*YOUR INSTRUCTIONS*.
Below are records to be reproduced exactly and in full.

*INPUT FOR THIS TASK*.
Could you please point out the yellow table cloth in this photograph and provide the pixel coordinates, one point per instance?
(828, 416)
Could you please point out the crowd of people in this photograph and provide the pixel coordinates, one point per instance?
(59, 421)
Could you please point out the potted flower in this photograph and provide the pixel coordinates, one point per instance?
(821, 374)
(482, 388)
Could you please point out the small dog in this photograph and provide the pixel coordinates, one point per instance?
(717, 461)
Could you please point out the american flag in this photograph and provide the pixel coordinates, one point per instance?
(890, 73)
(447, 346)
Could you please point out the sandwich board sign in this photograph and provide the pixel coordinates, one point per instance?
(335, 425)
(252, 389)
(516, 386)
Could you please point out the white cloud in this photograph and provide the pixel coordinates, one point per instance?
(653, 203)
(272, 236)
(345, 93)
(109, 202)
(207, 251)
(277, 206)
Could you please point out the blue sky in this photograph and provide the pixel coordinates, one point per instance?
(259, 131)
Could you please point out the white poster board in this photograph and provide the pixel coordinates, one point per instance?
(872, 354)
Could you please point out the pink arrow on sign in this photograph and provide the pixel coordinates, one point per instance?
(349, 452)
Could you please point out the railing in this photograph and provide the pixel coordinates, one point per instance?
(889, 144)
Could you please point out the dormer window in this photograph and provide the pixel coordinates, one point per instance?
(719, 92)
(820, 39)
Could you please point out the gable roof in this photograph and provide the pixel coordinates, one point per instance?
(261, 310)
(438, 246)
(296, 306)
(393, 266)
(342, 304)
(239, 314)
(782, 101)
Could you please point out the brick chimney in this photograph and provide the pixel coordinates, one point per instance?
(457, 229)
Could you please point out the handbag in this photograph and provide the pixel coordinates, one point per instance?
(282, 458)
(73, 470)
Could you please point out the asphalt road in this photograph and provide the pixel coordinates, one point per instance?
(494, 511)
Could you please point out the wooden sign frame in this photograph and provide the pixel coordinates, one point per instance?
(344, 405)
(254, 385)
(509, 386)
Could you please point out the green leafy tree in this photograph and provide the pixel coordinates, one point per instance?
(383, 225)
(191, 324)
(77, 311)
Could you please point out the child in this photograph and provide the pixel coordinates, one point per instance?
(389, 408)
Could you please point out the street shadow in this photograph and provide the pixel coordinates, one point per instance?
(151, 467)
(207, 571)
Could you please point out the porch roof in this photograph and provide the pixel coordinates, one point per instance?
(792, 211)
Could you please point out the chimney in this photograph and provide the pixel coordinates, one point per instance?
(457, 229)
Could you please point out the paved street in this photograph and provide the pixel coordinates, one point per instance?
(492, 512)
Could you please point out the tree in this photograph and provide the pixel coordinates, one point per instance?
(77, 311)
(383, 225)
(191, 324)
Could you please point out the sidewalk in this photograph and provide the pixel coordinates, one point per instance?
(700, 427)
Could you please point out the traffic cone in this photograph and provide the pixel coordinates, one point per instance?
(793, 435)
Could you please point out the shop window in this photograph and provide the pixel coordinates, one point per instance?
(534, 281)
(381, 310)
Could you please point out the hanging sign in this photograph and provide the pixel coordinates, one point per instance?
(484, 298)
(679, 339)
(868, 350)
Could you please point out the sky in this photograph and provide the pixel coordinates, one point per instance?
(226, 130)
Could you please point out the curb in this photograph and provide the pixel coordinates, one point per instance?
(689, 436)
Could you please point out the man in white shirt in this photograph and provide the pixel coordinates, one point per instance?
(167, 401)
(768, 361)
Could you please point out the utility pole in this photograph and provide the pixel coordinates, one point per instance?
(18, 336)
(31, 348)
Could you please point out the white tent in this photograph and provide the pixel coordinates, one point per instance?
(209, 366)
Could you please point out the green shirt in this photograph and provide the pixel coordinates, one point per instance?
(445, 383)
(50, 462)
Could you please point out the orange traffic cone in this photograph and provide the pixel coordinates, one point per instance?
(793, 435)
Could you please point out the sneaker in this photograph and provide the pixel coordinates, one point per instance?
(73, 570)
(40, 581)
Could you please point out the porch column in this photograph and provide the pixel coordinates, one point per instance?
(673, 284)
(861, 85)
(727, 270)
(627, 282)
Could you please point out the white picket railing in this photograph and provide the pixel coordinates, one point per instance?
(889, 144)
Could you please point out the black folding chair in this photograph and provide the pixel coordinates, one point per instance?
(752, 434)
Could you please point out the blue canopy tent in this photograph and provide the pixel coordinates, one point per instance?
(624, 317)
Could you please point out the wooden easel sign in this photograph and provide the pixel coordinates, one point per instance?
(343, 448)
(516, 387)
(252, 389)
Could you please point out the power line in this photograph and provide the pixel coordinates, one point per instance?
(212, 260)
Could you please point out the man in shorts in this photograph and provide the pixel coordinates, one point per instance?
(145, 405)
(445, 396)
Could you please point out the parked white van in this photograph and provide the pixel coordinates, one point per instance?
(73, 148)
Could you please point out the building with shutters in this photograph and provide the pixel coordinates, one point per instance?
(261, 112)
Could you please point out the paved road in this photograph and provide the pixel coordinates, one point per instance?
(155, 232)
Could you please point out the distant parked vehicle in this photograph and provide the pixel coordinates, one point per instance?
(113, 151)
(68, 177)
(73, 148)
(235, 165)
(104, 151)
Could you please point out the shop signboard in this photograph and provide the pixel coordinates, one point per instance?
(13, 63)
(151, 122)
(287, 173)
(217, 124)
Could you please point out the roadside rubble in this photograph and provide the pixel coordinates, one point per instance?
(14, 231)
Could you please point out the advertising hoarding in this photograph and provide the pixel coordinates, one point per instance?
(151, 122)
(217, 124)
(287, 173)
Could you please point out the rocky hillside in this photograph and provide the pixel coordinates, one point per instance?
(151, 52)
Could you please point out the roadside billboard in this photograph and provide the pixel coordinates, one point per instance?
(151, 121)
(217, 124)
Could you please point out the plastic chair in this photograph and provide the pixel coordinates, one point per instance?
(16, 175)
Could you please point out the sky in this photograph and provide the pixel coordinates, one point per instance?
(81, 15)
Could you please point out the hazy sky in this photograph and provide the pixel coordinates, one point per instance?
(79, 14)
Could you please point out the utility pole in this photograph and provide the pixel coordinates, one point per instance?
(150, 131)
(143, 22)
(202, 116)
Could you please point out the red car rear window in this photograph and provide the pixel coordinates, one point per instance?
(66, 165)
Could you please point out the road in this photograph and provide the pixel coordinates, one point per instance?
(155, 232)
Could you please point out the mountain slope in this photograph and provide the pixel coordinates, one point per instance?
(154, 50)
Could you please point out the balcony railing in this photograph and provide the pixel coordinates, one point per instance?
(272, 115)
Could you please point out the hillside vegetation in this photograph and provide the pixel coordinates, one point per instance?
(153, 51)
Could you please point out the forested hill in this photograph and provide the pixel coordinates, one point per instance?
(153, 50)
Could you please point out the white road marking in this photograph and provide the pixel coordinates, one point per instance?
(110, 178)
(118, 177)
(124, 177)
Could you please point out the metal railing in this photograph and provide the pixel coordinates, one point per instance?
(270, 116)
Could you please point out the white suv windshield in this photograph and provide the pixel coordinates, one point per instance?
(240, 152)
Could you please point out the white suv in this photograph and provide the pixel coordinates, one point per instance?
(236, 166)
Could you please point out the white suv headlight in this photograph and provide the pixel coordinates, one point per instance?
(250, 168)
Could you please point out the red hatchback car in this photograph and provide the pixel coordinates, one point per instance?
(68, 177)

*TASK RESPONSE*.
Could you please point out the yellow table cloth in this photograph and provide the pixel coordinates, one point per instance?
(828, 416)
Could you please point out the crowd of people in this photograph and provide the pixel coordinates, one point per instance?
(59, 421)
Could you please point out the potted flower in this photograph and provide the pixel coordinates, one point per instance?
(821, 374)
(482, 388)
Could you please point out the small dog in this photograph and provide the pixel coordinates, one point per instance?
(717, 461)
Could you please point out the american flag in this photograph and provide the pixel coordinates, one point per instance?
(890, 73)
(447, 346)
Could you please point out the sandwich board sign in this photograph and provide the pixel coordinates, one point per instance?
(335, 425)
(252, 389)
(516, 386)
Could you please point out the white cloud in this photograph and provide the pixel coordinates, one point per instance?
(653, 203)
(272, 236)
(345, 93)
(109, 202)
(207, 251)
(277, 206)
Could you please point out the blue sky in this photograph and provide the pixel coordinates, one point per instance?
(259, 131)
Could you please point out the white poster board in this photograph and provide the pixel coordinates, one point per instance?
(872, 354)
Could you please point out the pink arrow on sign in this photograph and provide the pixel coordinates, one point per instance?
(349, 452)
Could you please point out the railing in this photograph and provide the pixel coordinates, one point per instance?
(889, 144)
Could you please point out the dormer window in this photograph and provide the pixel coordinates, one point per instance?
(719, 92)
(820, 39)
Could you please point out the gable roof in this photograph and provide the pixel coordinates, one point per instance?
(261, 310)
(438, 246)
(296, 306)
(393, 266)
(342, 304)
(239, 314)
(782, 101)
Could you please point out the brick chimney in this photograph and provide the pixel coordinates, one point per instance?
(457, 229)
Could you please point out the handbag in this photograph and provide the pixel coordinates, one point per instance?
(282, 458)
(73, 470)
Could you please point out the asphalt road in this photograph and provide the pixel coordinates, one point per instance?
(494, 511)
Could you please point out the wooden sign frame in this photograph and provide the pixel coordinates, one point per instance?
(344, 405)
(254, 385)
(509, 386)
Could you please point out the green leafy tree in this photograph and provide the pixel coordinates, one point per instance?
(383, 225)
(191, 324)
(77, 311)
Could you please point out the child in this photograph and provide the pixel coordinates, one point per instance?
(389, 408)
Could you please point out the street shadow in this photograph and provide the pixel coordinates, one point per instance?
(151, 467)
(207, 571)
Could you please point out the porch roof in this photograph and provide the pixel coordinates, one point per instance?
(792, 211)
Could you please point out the chimney in this photograph and provide the pixel coordinates, one point per instance?
(457, 229)
Could you please point out the paved street in this photograph and provide the pixel coordinates, one point per instance?
(492, 512)
Could you please point out the tree in this photograph and provide the pixel coordinates, one point per instance?
(77, 311)
(383, 225)
(191, 324)
Could you please point out the sidewalk in this photograph and provide the pixel coordinates, one point per instance?
(700, 427)
Could you please point out the traffic cone in this photograph and provide the pixel coordinates, one point per instance?
(793, 435)
Could you please point out the shop window in this photograph and provide the pixel coordinates, one point per instance?
(534, 281)
(381, 310)
Could you please point out the hanging sign in this photograph and provide the pixel coordinates, one point per instance?
(484, 298)
(679, 339)
(868, 350)
Could you please point out the sky in this photograph and provide the pixel coordinates, one point per instance?
(226, 130)
Could you please point out the curb in this photograph and provide the pixel coordinates, one point per instance?
(689, 436)
Could you please point out the man in white shirt in this photograph and provide the pixel coordinates, one point per instance?
(167, 401)
(768, 361)
Could you please point out the utility pole in this photograph and provide the pixel coordinates, one point per instance?
(18, 336)
(31, 348)
Could you please point out the white tent in this photograph and provide the pixel coordinates, one point per instance?
(209, 366)
Could you please point out the green shirt in this photograph and provide the pixel coordinates, one point per instance?
(445, 383)
(50, 462)
Could you please point out the orange traffic cone in this photograph and provide the pixel coordinates, one point per instance?
(793, 435)
Could you please point out the sneaker in this photograph and provide the pixel coordinates, one point per instance?
(73, 570)
(40, 581)
Could you please point out the porch column in this photograph and provide the pixel coordinates, one point per instance?
(673, 284)
(861, 85)
(727, 270)
(627, 282)
Could you please point out the white picket railing in this photograph and provide the pixel coordinates, one point per instance?
(889, 144)
Could you please point out the black folding chair in this photograph and provide the pixel coordinates, one point per instance?
(752, 434)
Could you please point out the blue canopy tent in this photograph and provide the pixel coordinates, one point per instance?
(624, 317)
Could you please point out the wooden easel sign in this photograph and provide the pixel coordinates, one point per instance?
(343, 448)
(516, 387)
(252, 389)
Could you please point out the power line in this photograph and provide the pixel coordinates, one point per instance?
(212, 260)
Could you please point out the man in shorts in this photograph and provide the pixel coordinates, one point per instance?
(145, 405)
(445, 396)
Could you please point out the parked white van in this photograph and provide the pixel coordinates, one point per instance?
(73, 148)
Could you please point out the building with shutters in this photograph and provide the pixel coordinates, one point per instance?
(261, 112)
Could you please point out the paved road in this photograph and provide the pixel coordinates, one point per instance?
(155, 232)
Could you please point out the distant parked vehicle in this photograph and provide the pixel coordinates, one point per instance?
(113, 151)
(68, 177)
(73, 148)
(235, 165)
(104, 151)
Could you please point out the shop signboard in this photograph and provide the pixel coordinates, one point per instance?
(13, 63)
(151, 122)
(287, 173)
(217, 124)
Could you please point out the roadside rubble in this photograph and provide the pixel coordinates, one point per instance?
(14, 231)
Could you please point out the advertising hoarding in this photograph and provide the pixel coordinates, one point per instance?
(151, 122)
(217, 124)
(287, 173)
Could you please point out the rocky hillside in this photograph and provide the pixel coordinates, one point per instance?
(151, 52)
Could you please point out the roadside billboard in this photograph and provide the pixel coordinates, one point per instance?
(151, 121)
(217, 124)
Could you please point out the plastic chair in this photograph and provide the pixel coordinates, one point per instance?
(16, 175)
Could you please point out the sky in this photograph and provide the pixel coordinates, one point per instance?
(81, 15)
Could you please point out the hazy sky in this photograph and provide the pixel coordinates, one point per instance?
(79, 14)
Could you please point out the utility pole in this photograph and provide the pixel coordinates, one point per instance?
(150, 131)
(143, 22)
(202, 116)
Could you please point out the red car rear window in this photograph and provide the pixel coordinates, one point per instance?
(66, 165)
Could you please point out the road in this photograph and provide the pixel coordinates, one point per instance?
(155, 232)
Could you please point out the mountain slope in this photograph and provide the pixel coordinates, one point per instance?
(154, 50)
Could you please point out the balcony railing in this photograph and provide the pixel coordinates, one point per instance?
(272, 115)
Could you please point out the hillside vegetation in this photograph and provide the pixel coordinates, one point per instance?
(153, 51)
Could you please point out the forested hill in this photograph and provide the pixel coordinates, one point per instance?
(153, 50)
Could you please point out the white road marking in this photograph and provide the pixel coordinates, one point per instance?
(110, 178)
(118, 177)
(124, 177)
Could you please point out the metal railing in this photograph and provide the pixel coordinates, one point per instance?
(270, 116)
Could you please point out the white suv windshield in this photograph and provide the pixel coordinates, one point per instance?
(240, 152)
Could you please point out the white suv in this photograph and provide the pixel coordinates, one point per instance?
(236, 166)
Could you please point out the white suv headlight in this photograph and provide the pixel coordinates, one point per instance?
(250, 168)
Could you please point out the red hatchback car in this photograph and provide the pixel coordinates, one point per instance?
(68, 177)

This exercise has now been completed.